[start Dataset records]
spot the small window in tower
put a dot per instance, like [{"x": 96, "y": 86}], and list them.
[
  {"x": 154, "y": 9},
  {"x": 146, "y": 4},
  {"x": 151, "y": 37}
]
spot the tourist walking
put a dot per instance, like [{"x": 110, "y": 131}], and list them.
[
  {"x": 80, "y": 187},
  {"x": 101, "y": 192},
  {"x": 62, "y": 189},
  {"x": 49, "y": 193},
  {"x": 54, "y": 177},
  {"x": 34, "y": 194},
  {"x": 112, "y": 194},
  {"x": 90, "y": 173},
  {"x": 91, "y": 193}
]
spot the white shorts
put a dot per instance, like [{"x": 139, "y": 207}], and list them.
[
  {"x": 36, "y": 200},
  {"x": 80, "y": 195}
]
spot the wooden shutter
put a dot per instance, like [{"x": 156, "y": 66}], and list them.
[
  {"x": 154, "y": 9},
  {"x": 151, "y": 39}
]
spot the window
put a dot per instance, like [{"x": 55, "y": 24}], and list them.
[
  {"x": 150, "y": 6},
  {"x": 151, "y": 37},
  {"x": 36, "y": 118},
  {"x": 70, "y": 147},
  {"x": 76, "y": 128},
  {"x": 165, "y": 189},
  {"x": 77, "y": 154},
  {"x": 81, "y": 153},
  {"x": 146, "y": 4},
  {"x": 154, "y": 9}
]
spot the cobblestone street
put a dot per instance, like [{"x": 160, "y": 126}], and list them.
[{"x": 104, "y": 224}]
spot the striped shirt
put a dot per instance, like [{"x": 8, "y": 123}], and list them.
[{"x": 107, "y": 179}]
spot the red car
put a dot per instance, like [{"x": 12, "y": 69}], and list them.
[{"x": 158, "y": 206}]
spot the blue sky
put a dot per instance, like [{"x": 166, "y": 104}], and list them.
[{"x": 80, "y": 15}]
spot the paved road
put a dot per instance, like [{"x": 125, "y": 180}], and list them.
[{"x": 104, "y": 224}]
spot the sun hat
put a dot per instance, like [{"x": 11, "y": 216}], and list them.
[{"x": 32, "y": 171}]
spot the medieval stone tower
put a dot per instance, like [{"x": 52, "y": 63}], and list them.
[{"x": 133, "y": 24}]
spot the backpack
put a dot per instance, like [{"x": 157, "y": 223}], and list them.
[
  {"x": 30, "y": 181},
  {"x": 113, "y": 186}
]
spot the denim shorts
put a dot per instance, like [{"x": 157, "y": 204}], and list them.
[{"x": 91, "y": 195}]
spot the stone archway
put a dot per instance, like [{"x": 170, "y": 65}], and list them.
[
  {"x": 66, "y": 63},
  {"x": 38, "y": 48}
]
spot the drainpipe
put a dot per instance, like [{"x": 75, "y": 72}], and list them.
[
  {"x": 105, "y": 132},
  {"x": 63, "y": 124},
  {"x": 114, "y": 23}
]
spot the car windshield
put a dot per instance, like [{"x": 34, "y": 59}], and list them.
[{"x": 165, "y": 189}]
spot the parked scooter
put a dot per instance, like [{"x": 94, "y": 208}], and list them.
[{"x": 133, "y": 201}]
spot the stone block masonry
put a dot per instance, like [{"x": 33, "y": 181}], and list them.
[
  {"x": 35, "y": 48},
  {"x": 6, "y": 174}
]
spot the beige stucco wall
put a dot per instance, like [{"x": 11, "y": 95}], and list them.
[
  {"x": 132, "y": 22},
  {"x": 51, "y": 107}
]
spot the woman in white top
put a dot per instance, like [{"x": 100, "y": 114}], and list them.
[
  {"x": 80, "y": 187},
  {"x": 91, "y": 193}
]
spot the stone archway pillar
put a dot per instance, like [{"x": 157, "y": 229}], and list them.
[end Dataset records]
Stated exercise: Return exactly the lines from the one containing "spot the backpack" through the last line of the records above, both included, and nothing else.

Answer to this problem:
spot the backpack
put a dot per instance, like [{"x": 157, "y": 223}], and list them.
[
  {"x": 30, "y": 181},
  {"x": 113, "y": 186}
]
spot the denim shorts
put a dot per instance, like [{"x": 157, "y": 204}], and list them.
[{"x": 91, "y": 195}]
spot the stone archway
put a dot per instance, like [{"x": 170, "y": 65}], and list them.
[
  {"x": 66, "y": 63},
  {"x": 38, "y": 48}
]
spot the drainpipe
put a dot per instance, like [{"x": 75, "y": 72}], and list them.
[
  {"x": 105, "y": 132},
  {"x": 63, "y": 124},
  {"x": 114, "y": 23}
]
spot the car windshield
put a dot per instance, like [{"x": 34, "y": 59}], and list them.
[{"x": 165, "y": 189}]
spot the parked scooter
put a dot per instance, like [{"x": 94, "y": 208}], and list them.
[{"x": 133, "y": 201}]
spot the stone block masonry
put a dot per instance, like [{"x": 33, "y": 181}], and list them.
[
  {"x": 35, "y": 48},
  {"x": 6, "y": 174}
]
spot the beige stucco wall
put a dot per instance, like [{"x": 11, "y": 95}], and list them.
[
  {"x": 132, "y": 22},
  {"x": 51, "y": 107}
]
spot the woman in white top
put a dot per instance, like [{"x": 100, "y": 114}], and list them.
[
  {"x": 80, "y": 187},
  {"x": 91, "y": 193}
]
spot the stone archway pillar
put a dot per instance, like [{"x": 157, "y": 229}], and list them.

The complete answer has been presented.